WORK TO COMPLETE
Given the records below, transcribe each of them exactly.

DATA RECORDS
━━━━━━

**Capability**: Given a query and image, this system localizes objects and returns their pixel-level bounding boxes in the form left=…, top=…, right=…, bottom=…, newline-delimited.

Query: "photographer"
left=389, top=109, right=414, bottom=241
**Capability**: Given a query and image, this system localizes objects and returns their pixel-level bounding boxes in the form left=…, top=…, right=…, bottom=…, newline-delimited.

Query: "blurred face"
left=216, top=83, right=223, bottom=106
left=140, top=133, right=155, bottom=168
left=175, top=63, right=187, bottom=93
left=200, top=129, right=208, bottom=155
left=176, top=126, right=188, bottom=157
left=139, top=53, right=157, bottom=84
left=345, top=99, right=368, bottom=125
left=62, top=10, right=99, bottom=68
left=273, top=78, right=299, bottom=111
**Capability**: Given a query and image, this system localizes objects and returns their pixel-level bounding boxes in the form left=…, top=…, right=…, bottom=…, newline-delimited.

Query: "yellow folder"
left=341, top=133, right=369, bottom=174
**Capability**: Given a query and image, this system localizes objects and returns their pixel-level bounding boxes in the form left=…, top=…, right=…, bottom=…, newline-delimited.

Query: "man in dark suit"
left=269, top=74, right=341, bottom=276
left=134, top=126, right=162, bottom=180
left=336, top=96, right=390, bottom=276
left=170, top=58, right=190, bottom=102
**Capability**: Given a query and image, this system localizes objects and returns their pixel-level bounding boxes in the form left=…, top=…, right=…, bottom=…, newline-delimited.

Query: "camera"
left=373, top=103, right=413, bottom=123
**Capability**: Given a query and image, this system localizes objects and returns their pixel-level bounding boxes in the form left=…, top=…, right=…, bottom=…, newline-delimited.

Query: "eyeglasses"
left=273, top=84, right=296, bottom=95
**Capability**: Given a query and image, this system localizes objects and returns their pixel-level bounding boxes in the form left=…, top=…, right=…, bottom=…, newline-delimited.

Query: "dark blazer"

━━━━━━

EXERCISE OUTPUT
**Capability**: Given a query and image, this system localizes objects and returns their pixel-level bounding boxes in the form left=…, top=…, right=…, bottom=…, newline-delimited.

Query: "photographer"
left=389, top=109, right=414, bottom=241
**Capability**: Given a query and image, this system localizes objects and returns their pixel-level bounding boxes in the form left=…, top=…, right=…, bottom=…, newline-delimited.

Query: "blurred face"
left=216, top=83, right=223, bottom=106
left=140, top=133, right=155, bottom=168
left=175, top=63, right=187, bottom=93
left=200, top=129, right=208, bottom=155
left=176, top=126, right=188, bottom=157
left=139, top=53, right=157, bottom=84
left=345, top=99, right=368, bottom=125
left=62, top=10, right=99, bottom=68
left=273, top=78, right=299, bottom=111
**Capability**: Given a query and image, this system localizes objects and returns their pixel-level bounding boxes in the form left=…, top=…, right=…, bottom=…, newline-delimited.

Query: "yellow folder"
left=341, top=133, right=369, bottom=174
**Capability**: Given a query and image, this system localizes objects and returns their pixel-level bounding boxes in the form left=…, top=…, right=…, bottom=…, newline-delimited.

Query: "man in dark suit"
left=269, top=74, right=341, bottom=276
left=134, top=126, right=162, bottom=180
left=336, top=96, right=390, bottom=276
left=170, top=58, right=190, bottom=102
**Capability**: Given a query and image, this system localizes objects and returns their pixel-level bounding boxes in the form left=…, top=…, right=…, bottom=…, newline-delimited.

Query: "camera"
left=373, top=103, right=413, bottom=123
**Capability**: Given a query and image, this system localizes objects and returns their pixel-level bounding boxes in the form left=…, top=…, right=…, bottom=…, newline-delimited.

Query: "eyeglasses"
left=273, top=84, right=296, bottom=95
**Capability**: Given a query and image, this system localizes objects and returns their pixel-level bounding boxes in the form left=…, top=…, right=…, bottom=…, newline-delimited.

Query: "dark blazer"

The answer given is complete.